San Francisco Day School (SFDS or SF Day) is a private, co-educational day school for kindergarten through 8th grade in San Francisco, California, established 1981. Accordingly, SFDS is a highly competitive feeder school academically preparing students for boarding schools and other specialized high schools.

==Overview==
The school serves 421 students from K-8 under current Head of School, Dr. Racheal Adriko (who joined in August 2023). SFDS is one of (if not) the only private, nonsectarian schools in the city to not require language immersion or specialty-focused student body, for a well-rounded education and student life.

==Academics==
Students in grades 3-8 take the annual Educational Records Bureau (ERB) Comprehensive Testing Program (CTP) for individual, class, and national comparison, then some take the SSAT as a feeder school for high school admissions to schools who require it.

===Service learning===
Since 1993, SFDS has served as the Breakthrough Collaborative San Francisco partner, helping under-served community students with application-based, tuition-free academic enrichment and a pathway to college (90% being first-generation college students). The school, students, and parents donate funding, time, and physical resources to tackle educational inequality.

==Campus==
SFDS recently completed a campus expansion which has a theatre, art room, music room, rooftop garden, and housing for teachers. This expansion also includes a renovated outdoor space.

**Image-grounded pointing data**
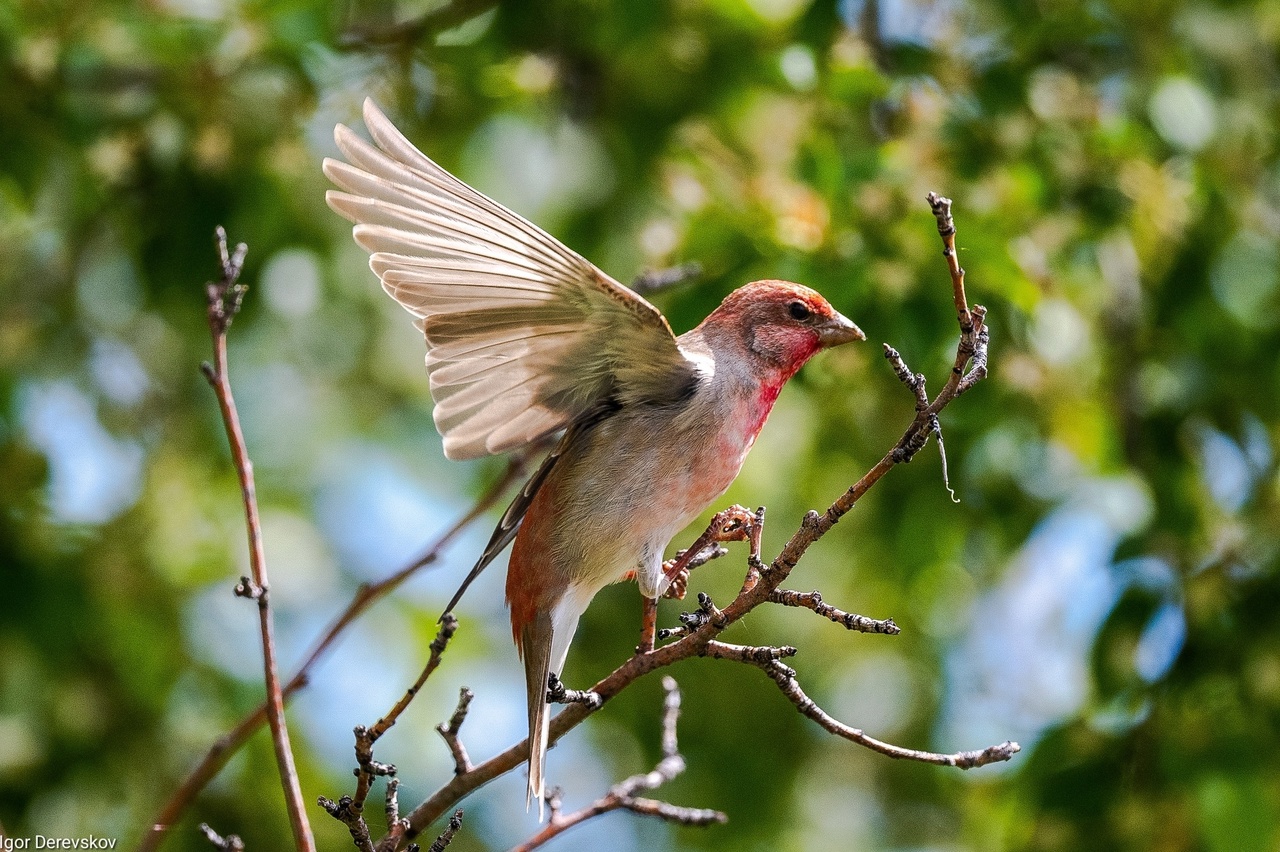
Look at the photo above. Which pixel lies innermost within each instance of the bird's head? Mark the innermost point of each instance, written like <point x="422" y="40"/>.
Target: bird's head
<point x="780" y="323"/>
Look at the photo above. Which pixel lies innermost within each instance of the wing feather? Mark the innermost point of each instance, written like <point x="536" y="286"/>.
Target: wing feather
<point x="524" y="335"/>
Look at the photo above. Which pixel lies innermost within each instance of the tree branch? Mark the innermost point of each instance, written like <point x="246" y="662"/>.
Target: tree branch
<point x="350" y="810"/>
<point x="224" y="302"/>
<point x="365" y="596"/>
<point x="449" y="732"/>
<point x="622" y="796"/>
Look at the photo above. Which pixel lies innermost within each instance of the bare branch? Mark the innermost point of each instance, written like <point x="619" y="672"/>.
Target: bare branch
<point x="446" y="837"/>
<point x="449" y="732"/>
<point x="851" y="621"/>
<point x="365" y="596"/>
<point x="622" y="796"/>
<point x="790" y="687"/>
<point x="229" y="843"/>
<point x="661" y="279"/>
<point x="415" y="31"/>
<point x="224" y="303"/>
<point x="350" y="810"/>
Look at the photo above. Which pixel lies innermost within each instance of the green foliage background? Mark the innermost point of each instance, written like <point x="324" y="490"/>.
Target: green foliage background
<point x="1106" y="589"/>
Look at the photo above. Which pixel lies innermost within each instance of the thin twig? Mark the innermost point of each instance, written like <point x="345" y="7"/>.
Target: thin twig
<point x="786" y="679"/>
<point x="365" y="596"/>
<point x="622" y="796"/>
<point x="224" y="301"/>
<point x="229" y="843"/>
<point x="449" y="732"/>
<point x="416" y="30"/>
<point x="661" y="279"/>
<point x="851" y="621"/>
<point x="350" y="810"/>
<point x="446" y="837"/>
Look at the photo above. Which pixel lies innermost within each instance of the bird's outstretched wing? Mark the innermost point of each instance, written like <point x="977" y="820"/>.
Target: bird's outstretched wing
<point x="524" y="335"/>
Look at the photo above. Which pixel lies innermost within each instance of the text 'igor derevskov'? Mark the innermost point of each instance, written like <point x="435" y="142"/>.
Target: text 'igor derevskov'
<point x="45" y="842"/>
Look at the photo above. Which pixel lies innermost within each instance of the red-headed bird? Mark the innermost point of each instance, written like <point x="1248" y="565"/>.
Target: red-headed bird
<point x="526" y="338"/>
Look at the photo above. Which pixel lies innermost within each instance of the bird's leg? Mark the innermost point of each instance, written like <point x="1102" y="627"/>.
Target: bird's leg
<point x="648" y="624"/>
<point x="735" y="523"/>
<point x="558" y="694"/>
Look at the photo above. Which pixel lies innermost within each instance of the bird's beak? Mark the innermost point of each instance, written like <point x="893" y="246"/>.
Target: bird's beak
<point x="837" y="330"/>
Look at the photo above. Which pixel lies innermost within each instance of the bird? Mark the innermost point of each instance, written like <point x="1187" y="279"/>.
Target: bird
<point x="528" y="340"/>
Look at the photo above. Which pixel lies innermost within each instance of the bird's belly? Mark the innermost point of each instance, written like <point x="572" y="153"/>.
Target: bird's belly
<point x="639" y="486"/>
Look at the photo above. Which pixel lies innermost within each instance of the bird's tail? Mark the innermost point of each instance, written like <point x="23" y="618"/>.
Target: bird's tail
<point x="535" y="645"/>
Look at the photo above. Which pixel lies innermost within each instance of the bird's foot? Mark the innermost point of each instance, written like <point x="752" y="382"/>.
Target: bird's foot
<point x="558" y="694"/>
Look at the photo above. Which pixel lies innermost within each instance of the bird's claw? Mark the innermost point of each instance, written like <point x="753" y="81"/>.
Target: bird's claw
<point x="558" y="694"/>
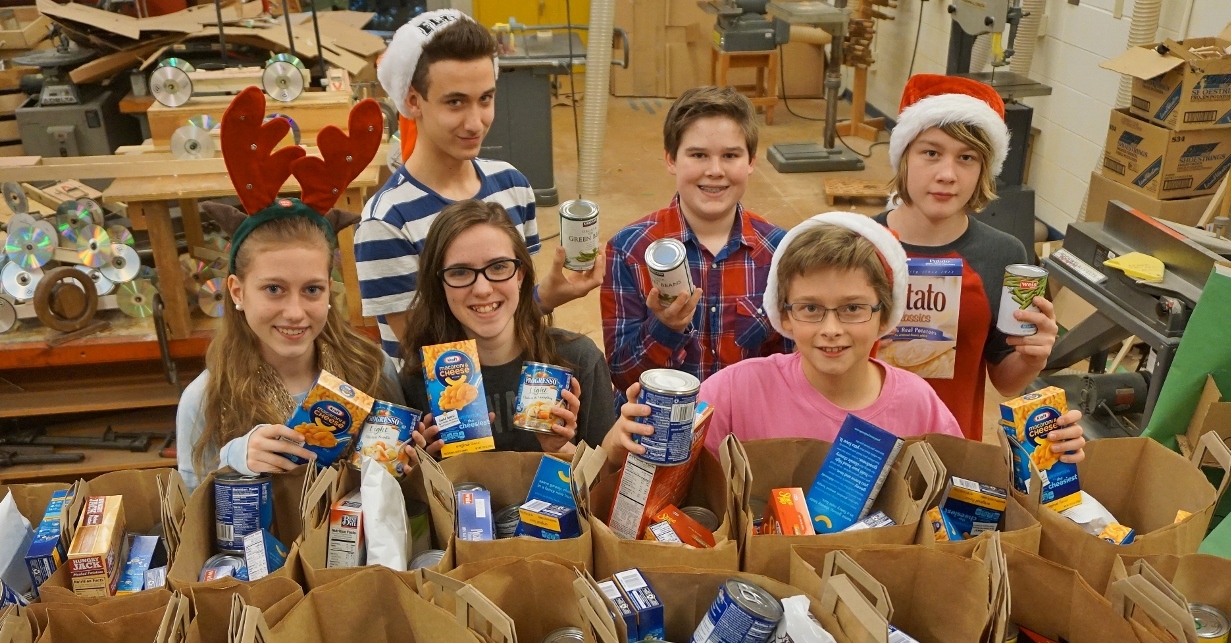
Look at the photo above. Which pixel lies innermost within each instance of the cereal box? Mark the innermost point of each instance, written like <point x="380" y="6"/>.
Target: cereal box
<point x="329" y="418"/>
<point x="1027" y="420"/>
<point x="926" y="339"/>
<point x="459" y="404"/>
<point x="96" y="552"/>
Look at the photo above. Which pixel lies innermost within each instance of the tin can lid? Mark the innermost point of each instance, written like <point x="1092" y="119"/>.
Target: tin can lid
<point x="665" y="254"/>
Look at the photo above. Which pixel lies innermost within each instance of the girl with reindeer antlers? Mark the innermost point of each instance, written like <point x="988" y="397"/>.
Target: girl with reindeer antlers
<point x="278" y="328"/>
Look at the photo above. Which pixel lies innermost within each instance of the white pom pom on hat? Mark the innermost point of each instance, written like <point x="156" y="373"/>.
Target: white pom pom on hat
<point x="890" y="250"/>
<point x="396" y="67"/>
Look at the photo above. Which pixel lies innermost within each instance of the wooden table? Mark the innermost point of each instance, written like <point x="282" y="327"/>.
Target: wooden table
<point x="147" y="198"/>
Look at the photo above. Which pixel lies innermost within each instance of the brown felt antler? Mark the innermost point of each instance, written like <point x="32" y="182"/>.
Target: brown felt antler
<point x="321" y="180"/>
<point x="256" y="171"/>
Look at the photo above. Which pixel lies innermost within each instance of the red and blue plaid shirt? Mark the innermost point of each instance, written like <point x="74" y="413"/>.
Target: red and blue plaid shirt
<point x="729" y="323"/>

**WHAT THE EXERCISE ASKS**
Output the part of the San Francisco Day School text that begins at the words "San Francisco Day" and stops after "who require it.", copied without any changes.

**RESULT FOR THIS EXERCISE**
San Francisco Day School (SFDS or SF Day) is a private, co-educational day school for kindergarten through 8th grade in San Francisco, California, established 1981. Accordingly, SFDS is a highly competitive feeder school academically preparing students for boarding schools and other specialized high schools.

==Overview==
The school serves 421 students from K-8 under current Head of School, Dr. Racheal Adriko (who joined in August 2023). SFDS is one of (if not) the only private, nonsectarian schools in the city to not require language immersion or specialty-focused student body, for a well-rounded education and student life.

==Academics==
Students in grades 3-8 take the annual Educational Records Bureau (ERB) Comprehensive Testing Program (CTP) for individual, class, and national comparison, then some take the SSAT as a feeder school for high school admissions to schools who require it.